_What you will do_
How many lines in the entries below contain the string "rough"? Reply with the number alone.

===== Data to examine

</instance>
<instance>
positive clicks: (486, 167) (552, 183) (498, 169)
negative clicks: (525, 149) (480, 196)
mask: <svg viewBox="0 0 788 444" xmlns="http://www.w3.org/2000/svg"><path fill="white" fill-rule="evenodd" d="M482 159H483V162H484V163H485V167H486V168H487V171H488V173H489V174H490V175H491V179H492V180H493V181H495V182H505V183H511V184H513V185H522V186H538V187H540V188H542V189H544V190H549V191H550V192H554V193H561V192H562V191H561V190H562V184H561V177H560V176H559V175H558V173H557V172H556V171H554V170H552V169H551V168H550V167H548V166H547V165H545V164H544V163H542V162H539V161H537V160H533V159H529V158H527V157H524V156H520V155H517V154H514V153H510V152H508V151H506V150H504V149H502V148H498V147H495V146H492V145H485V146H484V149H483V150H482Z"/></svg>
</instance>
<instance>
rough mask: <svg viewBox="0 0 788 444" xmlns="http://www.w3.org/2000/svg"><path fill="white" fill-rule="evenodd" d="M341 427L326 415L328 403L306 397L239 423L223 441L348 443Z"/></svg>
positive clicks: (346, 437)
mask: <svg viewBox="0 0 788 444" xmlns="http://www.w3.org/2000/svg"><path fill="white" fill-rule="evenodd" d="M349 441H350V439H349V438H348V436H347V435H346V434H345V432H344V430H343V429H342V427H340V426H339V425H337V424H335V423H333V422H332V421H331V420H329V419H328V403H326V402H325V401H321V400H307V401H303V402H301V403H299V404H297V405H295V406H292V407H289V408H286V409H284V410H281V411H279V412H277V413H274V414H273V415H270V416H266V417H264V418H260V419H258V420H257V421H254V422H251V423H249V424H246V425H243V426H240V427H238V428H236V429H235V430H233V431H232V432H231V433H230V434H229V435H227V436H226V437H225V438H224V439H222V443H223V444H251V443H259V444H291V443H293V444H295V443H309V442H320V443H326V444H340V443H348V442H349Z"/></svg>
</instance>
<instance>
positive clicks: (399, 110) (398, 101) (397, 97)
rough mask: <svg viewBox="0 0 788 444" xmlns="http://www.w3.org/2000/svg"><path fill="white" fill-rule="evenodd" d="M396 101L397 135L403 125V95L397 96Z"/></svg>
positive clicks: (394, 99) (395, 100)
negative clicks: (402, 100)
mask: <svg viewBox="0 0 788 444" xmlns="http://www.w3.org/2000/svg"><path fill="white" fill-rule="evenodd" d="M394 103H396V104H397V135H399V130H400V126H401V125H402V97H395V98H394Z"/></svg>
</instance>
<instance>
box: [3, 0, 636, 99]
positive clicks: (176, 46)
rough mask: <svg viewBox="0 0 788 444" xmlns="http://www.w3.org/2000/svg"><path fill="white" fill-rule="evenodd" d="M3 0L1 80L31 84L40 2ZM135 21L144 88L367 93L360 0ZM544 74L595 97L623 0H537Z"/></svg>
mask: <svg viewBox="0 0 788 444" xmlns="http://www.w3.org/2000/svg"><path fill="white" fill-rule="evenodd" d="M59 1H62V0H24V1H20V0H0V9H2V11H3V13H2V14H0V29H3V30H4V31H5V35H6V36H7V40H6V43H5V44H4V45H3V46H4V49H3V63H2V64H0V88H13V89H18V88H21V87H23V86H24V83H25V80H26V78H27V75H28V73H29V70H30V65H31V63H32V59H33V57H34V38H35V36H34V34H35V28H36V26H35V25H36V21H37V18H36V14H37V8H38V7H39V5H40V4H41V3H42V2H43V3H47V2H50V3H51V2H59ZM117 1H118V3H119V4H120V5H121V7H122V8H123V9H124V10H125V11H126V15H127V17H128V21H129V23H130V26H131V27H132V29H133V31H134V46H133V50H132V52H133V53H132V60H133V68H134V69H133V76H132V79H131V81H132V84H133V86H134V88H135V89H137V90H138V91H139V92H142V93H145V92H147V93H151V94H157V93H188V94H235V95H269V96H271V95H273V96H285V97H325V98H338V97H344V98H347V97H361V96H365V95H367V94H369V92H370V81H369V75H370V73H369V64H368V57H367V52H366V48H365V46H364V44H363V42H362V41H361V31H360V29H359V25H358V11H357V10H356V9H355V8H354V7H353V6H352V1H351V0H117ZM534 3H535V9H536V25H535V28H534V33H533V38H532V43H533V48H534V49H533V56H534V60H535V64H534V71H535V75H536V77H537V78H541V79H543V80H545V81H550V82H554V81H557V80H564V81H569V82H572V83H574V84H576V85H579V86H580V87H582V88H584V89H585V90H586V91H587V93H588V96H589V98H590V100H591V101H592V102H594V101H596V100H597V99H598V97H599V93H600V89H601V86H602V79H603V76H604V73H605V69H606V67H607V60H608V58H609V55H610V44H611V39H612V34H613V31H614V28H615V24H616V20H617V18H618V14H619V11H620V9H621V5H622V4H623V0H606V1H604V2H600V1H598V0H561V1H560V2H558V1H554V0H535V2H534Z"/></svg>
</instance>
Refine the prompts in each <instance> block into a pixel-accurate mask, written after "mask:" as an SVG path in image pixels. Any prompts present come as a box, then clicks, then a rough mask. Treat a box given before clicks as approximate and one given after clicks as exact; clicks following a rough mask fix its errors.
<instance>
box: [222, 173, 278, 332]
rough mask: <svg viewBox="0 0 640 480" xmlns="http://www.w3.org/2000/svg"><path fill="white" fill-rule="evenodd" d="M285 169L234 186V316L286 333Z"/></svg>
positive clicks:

==========

_Written solution_
5